• **Sezione del documento**:

%%

A un primo bilancio provvisorio i Comuni finora coinvolti sono questi: 22 consigli comunali hanno presentato mozioni a favore del «ddl Zan» a Bari, Bergamo, Bologna, Campobasso, Ferrara, Fiumicino, Lauria, Lecce, Lucca, Messina, Milano, Modena, Padova, Pescara, Pietragalla, Piombino, Portomaggiore, Ravenna, Reggio Emilia, Torino, Trento, Varese. 15 sono invece i consigli che hanno presentato mozioni contrarie: Ascoli Piceno, Bergamo, Brescia, Cantù, Codogné, Crotone, Foligno, Ladispoli, Marino, Modena, Pisa, Pontremoli, Potenza, Santa Maria a Vico e Verona. I Comuni dove sono state votate due mozioni di segno opposto sono Bergamo e Modena.

%%

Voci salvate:
%%

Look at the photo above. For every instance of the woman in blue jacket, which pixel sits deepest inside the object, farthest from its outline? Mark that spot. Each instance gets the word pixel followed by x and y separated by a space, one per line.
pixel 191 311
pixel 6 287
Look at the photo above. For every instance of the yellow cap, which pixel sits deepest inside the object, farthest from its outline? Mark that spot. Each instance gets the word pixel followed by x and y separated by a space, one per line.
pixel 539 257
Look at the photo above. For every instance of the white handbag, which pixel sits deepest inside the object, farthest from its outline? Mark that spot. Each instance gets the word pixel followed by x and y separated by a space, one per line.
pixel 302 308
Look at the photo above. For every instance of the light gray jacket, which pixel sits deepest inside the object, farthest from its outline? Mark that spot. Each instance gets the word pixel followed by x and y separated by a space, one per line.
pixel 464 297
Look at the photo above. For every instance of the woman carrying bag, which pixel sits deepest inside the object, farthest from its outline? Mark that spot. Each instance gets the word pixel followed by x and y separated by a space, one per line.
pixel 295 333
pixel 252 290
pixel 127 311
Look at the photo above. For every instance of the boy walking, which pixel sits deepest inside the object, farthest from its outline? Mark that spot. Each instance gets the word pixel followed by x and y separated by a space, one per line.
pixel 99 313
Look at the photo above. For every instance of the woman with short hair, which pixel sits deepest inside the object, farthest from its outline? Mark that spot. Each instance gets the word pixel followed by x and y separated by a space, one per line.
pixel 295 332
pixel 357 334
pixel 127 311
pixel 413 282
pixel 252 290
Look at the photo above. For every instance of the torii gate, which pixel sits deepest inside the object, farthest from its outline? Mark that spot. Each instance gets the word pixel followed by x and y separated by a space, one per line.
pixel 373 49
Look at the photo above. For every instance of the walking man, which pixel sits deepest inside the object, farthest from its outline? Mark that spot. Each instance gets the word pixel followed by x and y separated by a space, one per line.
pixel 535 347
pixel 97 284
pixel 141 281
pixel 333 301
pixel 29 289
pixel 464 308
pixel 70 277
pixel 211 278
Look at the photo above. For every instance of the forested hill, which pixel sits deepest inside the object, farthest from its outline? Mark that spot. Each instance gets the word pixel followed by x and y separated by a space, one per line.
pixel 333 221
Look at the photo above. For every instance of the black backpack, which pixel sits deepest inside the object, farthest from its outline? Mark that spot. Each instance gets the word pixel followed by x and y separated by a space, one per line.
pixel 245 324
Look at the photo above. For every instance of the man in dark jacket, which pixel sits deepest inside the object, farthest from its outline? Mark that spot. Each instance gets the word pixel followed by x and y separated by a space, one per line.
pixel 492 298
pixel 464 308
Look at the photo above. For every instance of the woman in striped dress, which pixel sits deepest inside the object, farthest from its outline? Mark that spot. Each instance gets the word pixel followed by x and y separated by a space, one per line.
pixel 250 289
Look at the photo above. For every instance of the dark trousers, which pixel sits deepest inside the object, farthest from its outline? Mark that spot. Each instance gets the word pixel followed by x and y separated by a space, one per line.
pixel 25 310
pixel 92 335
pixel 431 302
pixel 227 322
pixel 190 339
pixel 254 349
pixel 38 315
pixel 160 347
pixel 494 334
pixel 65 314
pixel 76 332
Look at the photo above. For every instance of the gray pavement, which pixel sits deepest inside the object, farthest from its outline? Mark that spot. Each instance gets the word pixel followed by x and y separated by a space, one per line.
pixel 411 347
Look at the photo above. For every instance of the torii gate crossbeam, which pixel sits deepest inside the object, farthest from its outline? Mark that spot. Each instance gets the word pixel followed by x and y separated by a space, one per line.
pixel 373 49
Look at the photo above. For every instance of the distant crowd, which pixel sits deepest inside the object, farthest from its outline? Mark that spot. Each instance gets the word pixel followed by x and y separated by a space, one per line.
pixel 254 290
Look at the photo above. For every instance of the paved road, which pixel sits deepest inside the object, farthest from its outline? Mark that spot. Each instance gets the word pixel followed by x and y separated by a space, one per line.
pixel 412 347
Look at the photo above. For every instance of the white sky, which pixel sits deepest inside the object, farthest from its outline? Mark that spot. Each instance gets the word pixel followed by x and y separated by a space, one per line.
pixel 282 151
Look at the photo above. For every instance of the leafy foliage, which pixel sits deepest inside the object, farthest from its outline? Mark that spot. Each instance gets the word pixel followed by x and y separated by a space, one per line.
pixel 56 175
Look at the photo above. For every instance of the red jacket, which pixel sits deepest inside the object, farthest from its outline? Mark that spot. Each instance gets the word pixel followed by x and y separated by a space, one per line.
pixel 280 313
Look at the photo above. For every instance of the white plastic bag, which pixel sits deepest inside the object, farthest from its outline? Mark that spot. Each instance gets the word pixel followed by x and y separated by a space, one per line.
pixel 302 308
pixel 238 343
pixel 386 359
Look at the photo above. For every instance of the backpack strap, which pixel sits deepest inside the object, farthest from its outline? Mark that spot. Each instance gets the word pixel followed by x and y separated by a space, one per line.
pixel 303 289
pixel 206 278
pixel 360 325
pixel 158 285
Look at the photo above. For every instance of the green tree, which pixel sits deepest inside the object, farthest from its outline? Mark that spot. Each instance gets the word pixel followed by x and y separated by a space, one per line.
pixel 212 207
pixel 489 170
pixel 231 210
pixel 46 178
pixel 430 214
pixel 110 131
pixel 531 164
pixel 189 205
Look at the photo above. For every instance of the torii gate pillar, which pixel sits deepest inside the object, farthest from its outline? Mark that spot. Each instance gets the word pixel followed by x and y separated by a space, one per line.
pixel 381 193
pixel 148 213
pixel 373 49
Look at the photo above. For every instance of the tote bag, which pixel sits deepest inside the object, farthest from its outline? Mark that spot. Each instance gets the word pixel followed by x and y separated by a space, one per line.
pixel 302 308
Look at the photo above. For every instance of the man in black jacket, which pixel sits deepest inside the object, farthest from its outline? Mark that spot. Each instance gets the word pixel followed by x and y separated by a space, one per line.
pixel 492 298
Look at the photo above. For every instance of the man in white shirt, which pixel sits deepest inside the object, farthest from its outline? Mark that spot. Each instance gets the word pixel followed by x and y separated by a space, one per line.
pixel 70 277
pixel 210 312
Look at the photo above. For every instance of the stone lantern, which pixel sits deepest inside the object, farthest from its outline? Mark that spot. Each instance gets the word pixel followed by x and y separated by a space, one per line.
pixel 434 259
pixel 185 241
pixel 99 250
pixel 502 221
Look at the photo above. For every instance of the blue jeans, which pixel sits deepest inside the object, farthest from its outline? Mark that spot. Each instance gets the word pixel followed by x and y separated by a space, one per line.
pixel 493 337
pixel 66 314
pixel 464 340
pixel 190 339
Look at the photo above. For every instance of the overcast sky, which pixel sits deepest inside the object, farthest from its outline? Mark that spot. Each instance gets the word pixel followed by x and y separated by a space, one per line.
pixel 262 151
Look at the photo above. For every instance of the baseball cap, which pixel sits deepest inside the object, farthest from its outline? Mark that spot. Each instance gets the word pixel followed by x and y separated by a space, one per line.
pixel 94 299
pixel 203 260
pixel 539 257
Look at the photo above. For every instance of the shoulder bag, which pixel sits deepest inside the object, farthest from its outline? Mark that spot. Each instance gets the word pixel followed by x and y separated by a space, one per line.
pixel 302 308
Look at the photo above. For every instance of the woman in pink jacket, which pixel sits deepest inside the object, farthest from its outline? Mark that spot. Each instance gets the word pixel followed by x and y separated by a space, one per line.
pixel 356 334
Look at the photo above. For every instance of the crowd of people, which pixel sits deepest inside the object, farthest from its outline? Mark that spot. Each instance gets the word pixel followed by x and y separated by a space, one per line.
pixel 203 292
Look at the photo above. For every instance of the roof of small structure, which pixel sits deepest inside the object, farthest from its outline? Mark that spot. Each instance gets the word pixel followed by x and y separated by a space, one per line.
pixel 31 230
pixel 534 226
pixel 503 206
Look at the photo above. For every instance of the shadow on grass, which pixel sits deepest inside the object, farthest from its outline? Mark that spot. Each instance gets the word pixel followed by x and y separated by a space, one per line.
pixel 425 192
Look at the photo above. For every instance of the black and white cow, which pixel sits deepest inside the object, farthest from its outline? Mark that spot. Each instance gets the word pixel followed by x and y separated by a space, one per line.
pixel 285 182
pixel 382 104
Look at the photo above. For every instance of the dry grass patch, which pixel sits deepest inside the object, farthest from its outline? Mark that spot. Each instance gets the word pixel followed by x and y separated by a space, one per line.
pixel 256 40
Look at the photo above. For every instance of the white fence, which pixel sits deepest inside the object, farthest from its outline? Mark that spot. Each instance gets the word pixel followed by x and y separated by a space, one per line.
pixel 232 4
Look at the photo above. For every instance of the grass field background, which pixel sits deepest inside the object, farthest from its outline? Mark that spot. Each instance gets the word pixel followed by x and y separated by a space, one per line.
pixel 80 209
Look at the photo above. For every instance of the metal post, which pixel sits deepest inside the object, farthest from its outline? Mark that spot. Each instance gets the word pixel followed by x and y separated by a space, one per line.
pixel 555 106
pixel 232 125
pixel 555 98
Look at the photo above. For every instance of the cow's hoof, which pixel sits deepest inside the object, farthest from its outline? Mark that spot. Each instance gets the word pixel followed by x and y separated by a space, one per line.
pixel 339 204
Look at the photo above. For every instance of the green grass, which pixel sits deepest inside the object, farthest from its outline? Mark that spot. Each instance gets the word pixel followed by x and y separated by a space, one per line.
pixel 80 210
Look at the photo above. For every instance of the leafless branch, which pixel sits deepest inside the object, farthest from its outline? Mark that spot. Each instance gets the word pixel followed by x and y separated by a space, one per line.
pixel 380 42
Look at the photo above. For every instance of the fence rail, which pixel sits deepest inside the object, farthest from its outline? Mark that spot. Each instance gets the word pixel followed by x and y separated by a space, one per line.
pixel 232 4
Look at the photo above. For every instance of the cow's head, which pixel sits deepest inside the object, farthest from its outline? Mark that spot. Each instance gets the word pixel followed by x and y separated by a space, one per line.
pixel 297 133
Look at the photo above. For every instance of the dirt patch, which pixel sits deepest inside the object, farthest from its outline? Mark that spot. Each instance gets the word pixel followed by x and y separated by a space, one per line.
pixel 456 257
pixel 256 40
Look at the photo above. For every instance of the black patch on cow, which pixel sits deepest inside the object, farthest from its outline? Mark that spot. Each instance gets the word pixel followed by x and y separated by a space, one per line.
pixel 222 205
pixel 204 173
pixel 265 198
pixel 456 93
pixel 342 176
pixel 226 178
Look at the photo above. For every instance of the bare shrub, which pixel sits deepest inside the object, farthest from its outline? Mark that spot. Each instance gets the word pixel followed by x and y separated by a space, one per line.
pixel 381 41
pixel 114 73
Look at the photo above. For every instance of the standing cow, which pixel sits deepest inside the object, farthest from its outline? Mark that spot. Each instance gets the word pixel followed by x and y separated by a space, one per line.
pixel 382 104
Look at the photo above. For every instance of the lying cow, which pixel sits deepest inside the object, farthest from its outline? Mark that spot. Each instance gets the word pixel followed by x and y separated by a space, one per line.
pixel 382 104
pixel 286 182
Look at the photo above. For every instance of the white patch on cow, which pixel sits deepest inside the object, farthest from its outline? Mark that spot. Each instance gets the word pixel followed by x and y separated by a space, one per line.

%%

• **Consegne**:
1. Trascrivi dalla sezione del documento il passo che va da "A un primo bilancio" fino a "Bergamo e Modena." compreso.
2. Rispondi alle seguenti domande in base alla sezione del documento:
(a) Quanti consigli comunali hanno presentato mozioni a favore del «ddl Zan»?
(b) Quanti consigli hanno presentato mozioni contrarie?
(c) In quali Comuni sono state votate due mozioni di segno opposto?
3. Elenca tutti i Comuni che, secondo la sezione del documento, hanno presentato mozioni a favore del «ddl Zan» e il cui nome inizia con la lettera P.
Le voci riportate non hanno alcun legame con la sezione del documento.

• **Soluzioni**:
1.
A un primo bilancio provvisorio i Comuni finora coinvolti sono questi: 22 consigli comunali hanno presentato mozioni a favore del «ddl Zan» a Bari, Bergamo, Bologna, Campobasso, Ferrara, Fiumicino, Lauria, Lecce, Lucca, Messina, Milano, Modena, Padova, Pescara, Pietragalla, Piombino, Portomaggiore, Ravenna, Reggio Emilia, Torino, Trento, Varese. 15 sono invece i consigli che hanno presentato mozioni contrarie: Ascoli Piceno, Bergamo, Brescia, Cantù, Codogné, Crotone, Foligno, Ladispoli, Marino, Modena, Pisa, Pontremoli, Potenza, Santa Maria a Vico e Verona. I Comuni dove sono state votate due mozioni di segno opposto sono Bergamo e Modena.

2.
(a) 22
(b) 15
(c) Bergamo e Modena

3. Padova, Pescara, Pietragalla, Piombino, Portomaggiore